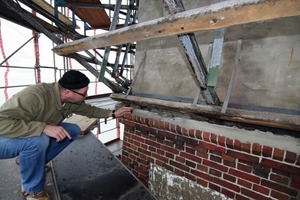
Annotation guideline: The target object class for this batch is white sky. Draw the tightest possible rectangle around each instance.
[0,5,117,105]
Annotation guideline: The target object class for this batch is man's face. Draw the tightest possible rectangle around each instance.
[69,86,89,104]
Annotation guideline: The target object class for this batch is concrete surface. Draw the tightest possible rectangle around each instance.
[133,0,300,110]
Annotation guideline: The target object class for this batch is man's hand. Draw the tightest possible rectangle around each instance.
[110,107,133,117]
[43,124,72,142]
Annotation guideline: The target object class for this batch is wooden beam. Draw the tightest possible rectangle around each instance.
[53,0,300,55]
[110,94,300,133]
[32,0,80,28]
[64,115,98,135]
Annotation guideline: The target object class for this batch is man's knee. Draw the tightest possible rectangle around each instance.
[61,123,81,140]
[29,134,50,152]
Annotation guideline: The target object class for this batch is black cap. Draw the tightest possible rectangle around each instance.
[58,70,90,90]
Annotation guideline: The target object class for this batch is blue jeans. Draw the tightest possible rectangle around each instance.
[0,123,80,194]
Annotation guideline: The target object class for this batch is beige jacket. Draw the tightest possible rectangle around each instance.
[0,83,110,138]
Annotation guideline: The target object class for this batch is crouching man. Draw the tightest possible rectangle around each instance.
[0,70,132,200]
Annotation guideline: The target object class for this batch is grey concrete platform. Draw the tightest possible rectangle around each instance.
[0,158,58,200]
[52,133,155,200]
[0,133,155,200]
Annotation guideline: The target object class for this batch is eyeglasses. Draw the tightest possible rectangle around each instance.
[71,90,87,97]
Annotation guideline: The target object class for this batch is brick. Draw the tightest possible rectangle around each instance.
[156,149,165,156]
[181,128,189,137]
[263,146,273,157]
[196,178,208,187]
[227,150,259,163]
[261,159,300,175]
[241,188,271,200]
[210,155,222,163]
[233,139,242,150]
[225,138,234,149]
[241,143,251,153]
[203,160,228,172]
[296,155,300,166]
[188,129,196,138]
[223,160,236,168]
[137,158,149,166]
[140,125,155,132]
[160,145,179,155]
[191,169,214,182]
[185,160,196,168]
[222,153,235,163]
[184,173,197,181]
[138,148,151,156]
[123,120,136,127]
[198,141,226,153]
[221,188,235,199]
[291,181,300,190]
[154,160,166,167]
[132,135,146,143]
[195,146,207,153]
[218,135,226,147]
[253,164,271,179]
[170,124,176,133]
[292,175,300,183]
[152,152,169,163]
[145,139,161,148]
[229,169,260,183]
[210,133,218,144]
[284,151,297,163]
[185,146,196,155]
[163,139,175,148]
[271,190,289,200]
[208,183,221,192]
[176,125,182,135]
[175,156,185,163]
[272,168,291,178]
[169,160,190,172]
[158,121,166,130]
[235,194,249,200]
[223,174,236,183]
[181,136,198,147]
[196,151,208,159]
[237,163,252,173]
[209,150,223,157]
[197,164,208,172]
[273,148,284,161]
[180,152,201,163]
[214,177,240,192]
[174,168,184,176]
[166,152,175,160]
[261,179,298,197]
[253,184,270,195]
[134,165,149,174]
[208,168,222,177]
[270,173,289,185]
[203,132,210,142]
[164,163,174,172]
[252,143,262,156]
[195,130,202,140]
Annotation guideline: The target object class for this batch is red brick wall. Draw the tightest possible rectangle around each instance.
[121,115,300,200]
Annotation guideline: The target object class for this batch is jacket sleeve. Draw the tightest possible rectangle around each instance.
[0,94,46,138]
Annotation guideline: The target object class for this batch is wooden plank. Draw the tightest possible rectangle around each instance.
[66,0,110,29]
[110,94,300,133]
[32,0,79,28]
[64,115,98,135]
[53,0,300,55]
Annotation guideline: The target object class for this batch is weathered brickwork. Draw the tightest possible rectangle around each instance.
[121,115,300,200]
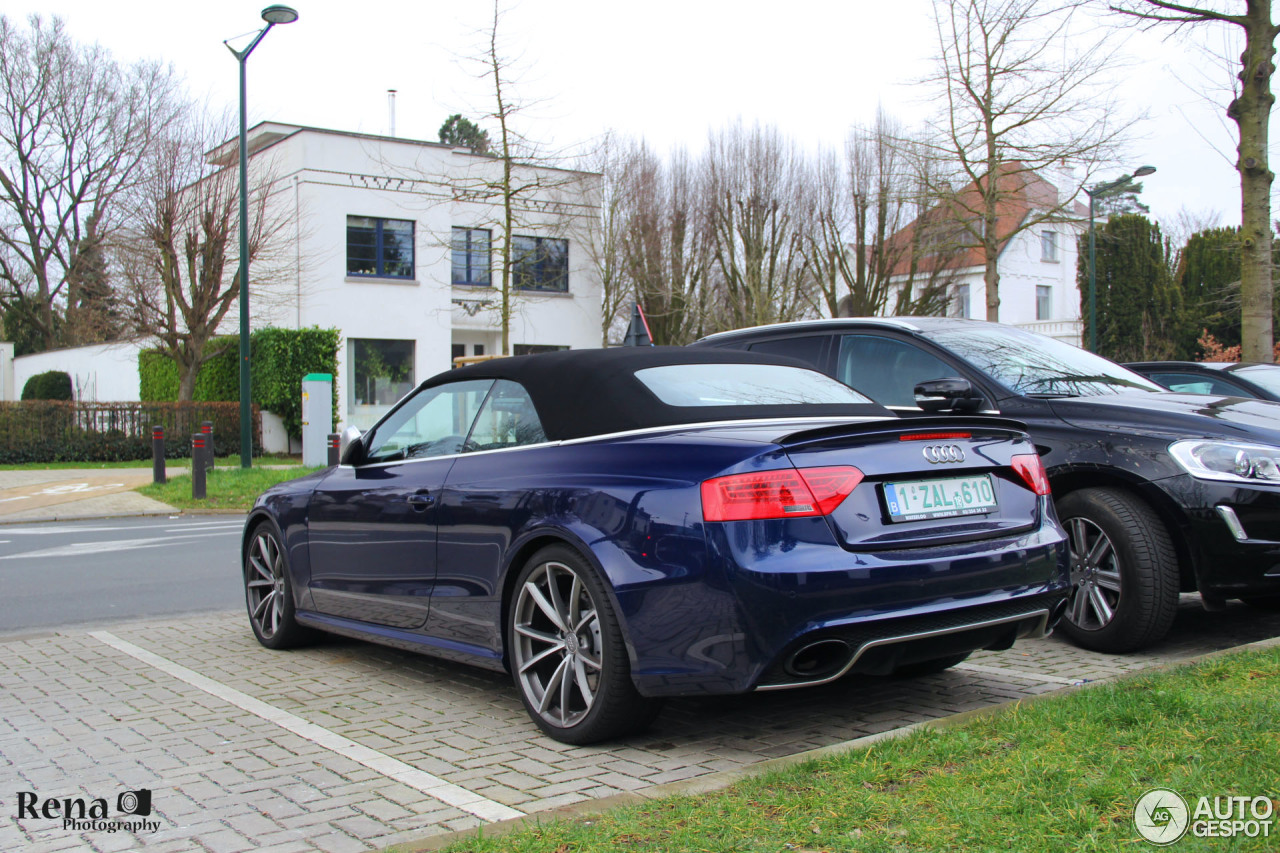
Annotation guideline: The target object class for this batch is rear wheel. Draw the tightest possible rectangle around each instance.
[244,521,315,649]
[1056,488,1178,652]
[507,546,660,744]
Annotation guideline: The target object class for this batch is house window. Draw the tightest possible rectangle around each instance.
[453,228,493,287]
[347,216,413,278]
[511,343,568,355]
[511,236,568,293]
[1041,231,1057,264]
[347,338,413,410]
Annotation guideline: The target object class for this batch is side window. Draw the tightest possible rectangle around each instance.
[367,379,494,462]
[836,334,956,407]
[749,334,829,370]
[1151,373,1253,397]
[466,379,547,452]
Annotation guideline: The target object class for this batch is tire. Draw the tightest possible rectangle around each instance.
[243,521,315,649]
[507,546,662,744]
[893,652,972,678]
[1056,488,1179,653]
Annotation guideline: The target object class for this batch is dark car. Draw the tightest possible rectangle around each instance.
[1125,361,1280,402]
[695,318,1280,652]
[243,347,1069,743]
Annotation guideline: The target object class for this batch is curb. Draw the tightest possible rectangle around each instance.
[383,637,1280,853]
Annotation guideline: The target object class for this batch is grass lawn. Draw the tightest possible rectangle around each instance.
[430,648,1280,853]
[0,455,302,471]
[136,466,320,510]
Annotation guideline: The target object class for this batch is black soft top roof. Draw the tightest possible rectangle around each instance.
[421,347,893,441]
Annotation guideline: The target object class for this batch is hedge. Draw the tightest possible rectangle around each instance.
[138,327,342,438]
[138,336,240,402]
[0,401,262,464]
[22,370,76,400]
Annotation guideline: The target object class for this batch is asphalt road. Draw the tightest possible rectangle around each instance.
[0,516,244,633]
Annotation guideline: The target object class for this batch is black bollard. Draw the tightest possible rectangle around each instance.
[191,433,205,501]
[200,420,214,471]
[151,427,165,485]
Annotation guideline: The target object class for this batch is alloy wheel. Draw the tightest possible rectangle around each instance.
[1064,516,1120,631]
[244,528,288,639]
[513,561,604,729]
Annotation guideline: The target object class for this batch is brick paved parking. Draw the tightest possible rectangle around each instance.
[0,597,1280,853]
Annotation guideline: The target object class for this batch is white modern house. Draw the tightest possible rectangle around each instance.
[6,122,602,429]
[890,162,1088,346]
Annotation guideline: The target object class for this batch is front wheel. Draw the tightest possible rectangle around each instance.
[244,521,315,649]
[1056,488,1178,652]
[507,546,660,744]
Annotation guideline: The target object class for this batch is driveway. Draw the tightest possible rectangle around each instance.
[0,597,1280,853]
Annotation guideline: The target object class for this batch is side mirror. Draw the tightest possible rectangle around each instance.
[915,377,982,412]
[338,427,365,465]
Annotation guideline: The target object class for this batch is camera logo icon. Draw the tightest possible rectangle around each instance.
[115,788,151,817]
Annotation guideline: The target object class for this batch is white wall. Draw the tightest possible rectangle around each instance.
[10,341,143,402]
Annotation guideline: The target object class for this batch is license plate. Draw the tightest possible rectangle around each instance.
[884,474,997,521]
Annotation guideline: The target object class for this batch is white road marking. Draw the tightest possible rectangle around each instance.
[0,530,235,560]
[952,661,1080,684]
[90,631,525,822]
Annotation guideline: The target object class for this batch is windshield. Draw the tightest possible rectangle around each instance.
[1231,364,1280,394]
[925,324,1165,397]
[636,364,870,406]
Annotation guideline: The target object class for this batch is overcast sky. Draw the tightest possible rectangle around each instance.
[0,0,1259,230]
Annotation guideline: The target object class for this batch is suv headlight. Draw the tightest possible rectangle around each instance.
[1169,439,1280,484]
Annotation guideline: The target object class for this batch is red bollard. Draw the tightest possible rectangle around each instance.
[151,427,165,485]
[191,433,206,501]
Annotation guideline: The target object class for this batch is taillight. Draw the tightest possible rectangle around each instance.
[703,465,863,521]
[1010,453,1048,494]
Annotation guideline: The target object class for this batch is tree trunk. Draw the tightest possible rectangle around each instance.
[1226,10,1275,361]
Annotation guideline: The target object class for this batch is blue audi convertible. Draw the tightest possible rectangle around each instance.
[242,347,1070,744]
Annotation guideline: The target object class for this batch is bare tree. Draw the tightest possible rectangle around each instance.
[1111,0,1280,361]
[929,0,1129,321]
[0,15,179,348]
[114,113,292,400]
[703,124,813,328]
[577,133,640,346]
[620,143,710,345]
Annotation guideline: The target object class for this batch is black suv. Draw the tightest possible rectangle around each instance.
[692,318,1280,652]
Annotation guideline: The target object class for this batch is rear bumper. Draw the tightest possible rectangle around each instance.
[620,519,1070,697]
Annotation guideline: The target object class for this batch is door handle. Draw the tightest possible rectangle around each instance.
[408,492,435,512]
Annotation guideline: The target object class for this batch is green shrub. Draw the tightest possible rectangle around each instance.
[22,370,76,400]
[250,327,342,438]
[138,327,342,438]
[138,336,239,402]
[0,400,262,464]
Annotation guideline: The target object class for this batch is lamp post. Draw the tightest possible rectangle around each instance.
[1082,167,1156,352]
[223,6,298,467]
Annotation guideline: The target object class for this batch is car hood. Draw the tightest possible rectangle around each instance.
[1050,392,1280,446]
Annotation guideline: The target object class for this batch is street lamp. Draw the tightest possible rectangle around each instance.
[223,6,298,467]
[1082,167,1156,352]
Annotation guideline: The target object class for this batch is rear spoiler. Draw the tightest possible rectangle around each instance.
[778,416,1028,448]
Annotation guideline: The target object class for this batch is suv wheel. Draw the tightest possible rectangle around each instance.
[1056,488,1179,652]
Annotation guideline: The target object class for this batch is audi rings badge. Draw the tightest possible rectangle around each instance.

----

● EXERCISE
Copy word for word the lines of the material above, from the line with "batch is crouching" up to and including the line with "[71,90,87,97]".

● COMPLETE ANSWER
Annotation guideline: The target object class for this batch is crouching man. Draw the tightest possible rectangle around each instance.
[0,70,132,200]
Annotation guideline: The target object class for this batch is grey concrete platform. Draw the tightest possible rectangle around each instance.
[0,158,58,200]
[52,133,155,200]
[0,133,155,200]
Annotation guideline: The target object class for this batch is eyeglasses. Draw the tightest possible rectangle around each instance.
[71,90,87,97]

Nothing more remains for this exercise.